* [DATA SUPPLIED]:
╭──
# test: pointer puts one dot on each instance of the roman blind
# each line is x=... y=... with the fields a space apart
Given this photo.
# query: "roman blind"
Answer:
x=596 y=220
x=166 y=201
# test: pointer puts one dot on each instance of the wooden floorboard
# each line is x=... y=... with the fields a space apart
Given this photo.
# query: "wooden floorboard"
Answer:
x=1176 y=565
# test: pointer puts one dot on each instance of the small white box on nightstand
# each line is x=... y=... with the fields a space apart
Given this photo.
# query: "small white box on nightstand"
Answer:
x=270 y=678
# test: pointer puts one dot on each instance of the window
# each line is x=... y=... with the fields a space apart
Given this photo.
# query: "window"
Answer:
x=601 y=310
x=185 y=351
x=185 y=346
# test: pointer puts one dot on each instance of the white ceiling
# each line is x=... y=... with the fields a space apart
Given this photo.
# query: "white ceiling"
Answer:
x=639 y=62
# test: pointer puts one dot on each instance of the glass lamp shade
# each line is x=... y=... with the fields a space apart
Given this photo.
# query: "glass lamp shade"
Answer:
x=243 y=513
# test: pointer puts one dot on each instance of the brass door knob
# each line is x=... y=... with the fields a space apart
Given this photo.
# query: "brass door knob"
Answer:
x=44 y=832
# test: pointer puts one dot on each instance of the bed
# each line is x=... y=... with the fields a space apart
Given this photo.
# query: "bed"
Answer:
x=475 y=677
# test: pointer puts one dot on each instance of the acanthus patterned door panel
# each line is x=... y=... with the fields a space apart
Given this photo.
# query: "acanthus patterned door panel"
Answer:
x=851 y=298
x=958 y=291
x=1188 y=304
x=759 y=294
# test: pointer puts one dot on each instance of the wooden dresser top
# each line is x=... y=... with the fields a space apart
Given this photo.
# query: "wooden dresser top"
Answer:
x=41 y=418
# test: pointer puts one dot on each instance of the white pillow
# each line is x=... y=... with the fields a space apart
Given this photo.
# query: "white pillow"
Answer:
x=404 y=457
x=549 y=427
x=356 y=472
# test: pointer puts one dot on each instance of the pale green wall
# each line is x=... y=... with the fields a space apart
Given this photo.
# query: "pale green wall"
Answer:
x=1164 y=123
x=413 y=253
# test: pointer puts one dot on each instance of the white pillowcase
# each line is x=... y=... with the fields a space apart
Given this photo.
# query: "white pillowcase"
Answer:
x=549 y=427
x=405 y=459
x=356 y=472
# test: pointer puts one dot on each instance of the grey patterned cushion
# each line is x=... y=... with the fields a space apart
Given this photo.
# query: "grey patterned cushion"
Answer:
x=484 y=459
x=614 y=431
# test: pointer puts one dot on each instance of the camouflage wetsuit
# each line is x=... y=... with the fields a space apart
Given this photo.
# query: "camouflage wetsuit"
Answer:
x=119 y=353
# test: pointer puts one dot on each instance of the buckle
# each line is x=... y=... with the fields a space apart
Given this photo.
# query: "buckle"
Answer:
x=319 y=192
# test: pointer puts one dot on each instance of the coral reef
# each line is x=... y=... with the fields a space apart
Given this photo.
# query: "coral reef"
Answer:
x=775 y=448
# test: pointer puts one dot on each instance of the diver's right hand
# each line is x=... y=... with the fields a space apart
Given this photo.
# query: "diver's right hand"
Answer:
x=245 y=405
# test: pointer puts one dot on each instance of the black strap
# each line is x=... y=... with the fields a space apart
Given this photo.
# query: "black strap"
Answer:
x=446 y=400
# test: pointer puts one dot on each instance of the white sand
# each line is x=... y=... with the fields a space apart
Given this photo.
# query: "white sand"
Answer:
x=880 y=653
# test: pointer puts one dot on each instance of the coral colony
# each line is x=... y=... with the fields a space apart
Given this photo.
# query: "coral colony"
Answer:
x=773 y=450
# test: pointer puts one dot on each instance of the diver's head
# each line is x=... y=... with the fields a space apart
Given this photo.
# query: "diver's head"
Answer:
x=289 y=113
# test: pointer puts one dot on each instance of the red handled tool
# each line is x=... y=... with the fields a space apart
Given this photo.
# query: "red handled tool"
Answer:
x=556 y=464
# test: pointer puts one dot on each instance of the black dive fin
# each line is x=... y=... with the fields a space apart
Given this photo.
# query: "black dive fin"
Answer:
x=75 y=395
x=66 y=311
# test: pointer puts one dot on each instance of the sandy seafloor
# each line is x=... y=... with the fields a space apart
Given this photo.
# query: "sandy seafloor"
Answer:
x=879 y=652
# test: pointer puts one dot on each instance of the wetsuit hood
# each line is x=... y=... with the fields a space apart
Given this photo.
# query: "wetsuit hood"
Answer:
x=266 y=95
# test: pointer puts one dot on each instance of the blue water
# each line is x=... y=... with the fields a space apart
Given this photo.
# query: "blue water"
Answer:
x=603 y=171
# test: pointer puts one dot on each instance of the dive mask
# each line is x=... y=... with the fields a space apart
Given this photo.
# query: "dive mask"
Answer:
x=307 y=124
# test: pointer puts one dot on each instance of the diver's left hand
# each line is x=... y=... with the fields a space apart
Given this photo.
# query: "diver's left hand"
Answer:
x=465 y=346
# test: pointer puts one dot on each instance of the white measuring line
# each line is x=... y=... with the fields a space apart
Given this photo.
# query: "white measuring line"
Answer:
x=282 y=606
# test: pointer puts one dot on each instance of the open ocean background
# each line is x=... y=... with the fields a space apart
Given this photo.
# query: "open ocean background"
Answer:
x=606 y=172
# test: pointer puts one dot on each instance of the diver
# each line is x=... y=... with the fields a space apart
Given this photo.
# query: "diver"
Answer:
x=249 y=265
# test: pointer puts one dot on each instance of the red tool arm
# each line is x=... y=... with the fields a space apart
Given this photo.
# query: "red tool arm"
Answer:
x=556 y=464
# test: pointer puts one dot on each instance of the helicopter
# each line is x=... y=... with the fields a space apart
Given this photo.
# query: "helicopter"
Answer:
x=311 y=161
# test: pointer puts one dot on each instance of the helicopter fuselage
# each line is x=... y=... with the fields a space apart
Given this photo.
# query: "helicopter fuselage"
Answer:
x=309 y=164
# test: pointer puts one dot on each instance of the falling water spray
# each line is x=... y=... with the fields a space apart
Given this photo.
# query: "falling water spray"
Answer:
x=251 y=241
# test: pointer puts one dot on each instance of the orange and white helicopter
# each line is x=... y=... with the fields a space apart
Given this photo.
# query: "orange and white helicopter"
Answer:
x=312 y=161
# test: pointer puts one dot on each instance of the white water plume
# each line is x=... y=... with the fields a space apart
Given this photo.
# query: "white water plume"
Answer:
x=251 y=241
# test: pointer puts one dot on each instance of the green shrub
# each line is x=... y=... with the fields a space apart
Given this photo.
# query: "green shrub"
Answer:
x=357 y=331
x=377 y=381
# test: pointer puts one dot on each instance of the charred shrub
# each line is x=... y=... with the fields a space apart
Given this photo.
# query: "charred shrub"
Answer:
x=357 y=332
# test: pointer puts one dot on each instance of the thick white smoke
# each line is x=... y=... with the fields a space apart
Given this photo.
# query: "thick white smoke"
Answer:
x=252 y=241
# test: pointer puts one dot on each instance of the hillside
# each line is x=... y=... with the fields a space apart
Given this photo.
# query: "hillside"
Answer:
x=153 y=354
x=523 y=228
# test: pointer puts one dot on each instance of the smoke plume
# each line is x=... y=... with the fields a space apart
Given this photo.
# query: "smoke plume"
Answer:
╰──
* [TASK TO COMPLETE]:
Rewrite all of the material above with every occurrence of "Given this photo" replaced by "Here is the photo", leaving everything else unchanged.

* [OUTPUT BELOW]:
# test: pointer puts one dot on each instance of the roman blind
# each line is x=... y=... with the fields a space apart
Here is the photo.
# query: "roman blind"
Answer:
x=596 y=220
x=166 y=201
# test: pointer puts one dot on each instance of the wooden floorboard
# each line is x=... y=... with the fields a space apart
Here is the photo.
# query: "wooden floorboard"
Answer:
x=1176 y=565
# test: pointer puts one dot on each instance of the small white box on nightstand
# each line is x=... y=... with the fields a space apart
Here is the photo.
# query: "small white box on nightstand"
Answer:
x=270 y=678
# test: pointer puts one dot on each instance of the window
# each line is x=... y=... with the fields a space apart
Here is the photo.
# query: "window"
Answer:
x=601 y=310
x=185 y=351
x=185 y=346
# test: pointer puts one dot on each instance of the white ceiling
# each line is x=... y=... with the fields a space apart
Here is the photo.
# query: "white ceiling"
Answer:
x=639 y=62
# test: pointer puts one dot on each instance of the glass lamp shade
# each line is x=... y=... with the fields a space apart
Here is the photo.
# query: "glass lamp shade"
Answer:
x=243 y=513
# test: pointer puts one dot on each instance of the brass door knob
# each line is x=... y=... with the fields a space apart
Here is the photo.
# query: "brass door knob"
Answer:
x=44 y=832
# test: pointer puts one dot on each instance of the bed
# each line is x=... y=... with the fields a space apart
Here is the photo.
# query: "bed"
Answer:
x=475 y=677
# test: pointer puts one dot on each instance of the acanthus patterned door panel
# each line is x=... y=... with the fields a space apart
Here is the photo.
# query: "acanthus patterned door panel"
Answer:
x=851 y=298
x=958 y=291
x=1188 y=304
x=759 y=294
# test: pointer puts one dot on each instance of the wooden dresser top
# each line is x=... y=... with the fields a space apart
Here is the photo.
# query: "wooden dresser top"
Answer:
x=41 y=418
# test: pointer puts one dot on each instance of the white pillow
# each line is x=... y=... with the fields a space apart
Here is the photo.
# query: "white pillow"
Answer:
x=404 y=457
x=549 y=427
x=356 y=472
# test: pointer puts one dot on each instance of the pale green wall
# each line is x=... y=... with the fields a space apart
Here is the photo.
# query: "pale green wall"
Answer:
x=1164 y=123
x=413 y=253
# test: pointer puts one dot on each instance of the white pillowcase
# each line is x=... y=... with the fields a space apart
Here is the photo.
# query: "white pillowcase"
Answer:
x=549 y=427
x=405 y=459
x=356 y=472
# test: pointer puts one dot on each instance of the grey patterned cushion
# each line is x=... y=... with the fields a space apart
Here is the photo.
# query: "grey patterned cushion"
Answer:
x=484 y=459
x=614 y=431
# test: pointer puts one dot on each instance of the camouflage wetsuit
# each line is x=... y=... with the fields a space apart
Here is the photo.
# query: "camouflage wetsuit"
Answer:
x=119 y=353
# test: pointer puts one dot on each instance of the buckle
# each line is x=... y=... with the fields a space apart
Here is the photo.
# query: "buckle"
Answer:
x=319 y=192
# test: pointer puts one dot on each instance of the coral reef
# each line is x=... y=... with the fields a space apart
Here is the photo.
# query: "coral reef"
Answer:
x=775 y=448
# test: pointer puts one dot on each instance of the diver's right hand
# each line is x=... y=... with the fields a space apart
Here is the photo.
# query: "diver's right hand"
Answer:
x=245 y=405
# test: pointer puts one dot on each instance of the black strap
# each line is x=... y=... with the fields a space apart
Here is the photo.
# query: "black strap"
Answer:
x=446 y=400
# test: pointer puts one dot on each instance of the white sand
# each line is x=... y=... with the fields a space apart
Here is the photo.
# query: "white sand"
Answer:
x=880 y=653
# test: pointer puts one dot on each instance of the coral colony
# each line is x=... y=... with the fields a space apart
Here is the photo.
# query: "coral colony"
Answer:
x=773 y=450
# test: pointer puts one dot on each instance of the diver's head
# each line is x=... y=... with the fields a space apart
Here is the photo.
# query: "diver's head"
Answer:
x=289 y=113
# test: pointer puts one dot on each instance of the red handled tool
# each line is x=... y=... with the fields a space apart
Here is the photo.
# query: "red handled tool"
Answer:
x=556 y=464
# test: pointer puts one dot on each instance of the black dive fin
# each line is x=... y=... with the fields a space apart
Here is the photo.
# query: "black dive fin"
Answer:
x=75 y=395
x=66 y=311
# test: pointer puts one dot on each instance of the sandy seafloor
# each line is x=... y=... with the fields a space apart
Here is the photo.
# query: "sandy seafloor"
Answer:
x=879 y=652
# test: pointer puts one dot on each instance of the wetsuit hood
# each line is x=... y=... with the fields a space apart
Here is the photo.
# query: "wetsuit hood"
Answer:
x=266 y=95
# test: pointer puts one dot on each instance of the blue water
# each line is x=... y=... with the fields a space apart
Here is the photo.
# query: "blue water"
Answer:
x=603 y=171
# test: pointer puts one dot on each instance of the dive mask
# each line is x=... y=... with the fields a space apart
Here is the photo.
# query: "dive mask"
Answer:
x=307 y=124
# test: pointer puts one dot on each instance of the diver's left hand
# each line is x=... y=... with the fields a space apart
Here is the photo.
# query: "diver's left hand"
Answer:
x=465 y=346
# test: pointer puts one dot on each instance of the white measuring line
# each line is x=... y=... with the fields a space apart
Here is the photo.
# query: "white measuring line"
Answer:
x=282 y=606
# test: pointer puts one dot on each instance of the open ocean background
# each line is x=... y=... with the fields a space apart
Here is the photo.
# query: "open ocean background"
Answer:
x=606 y=172
# test: pointer puts one dot on each instance of the diver
# each line is x=... y=... with the fields a space apart
Here is the photo.
# query: "diver"
Answer:
x=249 y=265
# test: pointer puts one dot on each instance of the red tool arm
# each line is x=... y=... with the fields a space apart
Here is the photo.
# query: "red tool arm"
Answer:
x=556 y=464
# test: pointer puts one dot on each instance of the helicopter
# each line is x=... y=... with the fields a space apart
Here is the photo.
# query: "helicopter"
Answer:
x=311 y=161
# test: pointer puts one dot on each instance of the helicopter fuselage
# each line is x=... y=... with the fields a space apart
Here is the photo.
# query: "helicopter fuselage"
Answer:
x=309 y=164
# test: pointer puts one dot on each instance of the falling water spray
# each line is x=... y=... with the fields a space apart
Here is the photo.
# query: "falling water spray"
Answer:
x=251 y=241
# test: pointer puts one dot on each instance of the orange and white helicopter
# each line is x=... y=... with the fields a space apart
Here is the photo.
# query: "orange and white helicopter"
Answer:
x=312 y=161
# test: pointer puts one dot on each instance of the white water plume
# each line is x=... y=... with the fields a space apart
Here is the photo.
# query: "white water plume"
Answer:
x=251 y=241
# test: pointer puts one dot on each instance of the green shrub
# each line is x=... y=... with the fields a space apart
Here is the photo.
# query: "green shrub"
Answer:
x=357 y=331
x=377 y=381
# test: pointer puts one dot on each instance of the charred shrub
# each line is x=... y=... with the fields a space apart
Here is the photo.
# query: "charred shrub"
Answer:
x=357 y=332
# test: pointer puts one dot on each instance of the thick white smoke
# each line is x=... y=... with the fields a space apart
Here is the photo.
# query: "thick white smoke"
Answer:
x=252 y=241
# test: pointer puts one dot on each instance of the hillside
# each line is x=... y=... with the fields a space apart
Here is the photo.
# query: "hillside"
Answer:
x=153 y=354
x=523 y=228
# test: pointer puts one dot on each instance of the smoke plume
# each line is x=... y=... with the fields a space apart
Here is the photo.
# query: "smoke plume"
Answer:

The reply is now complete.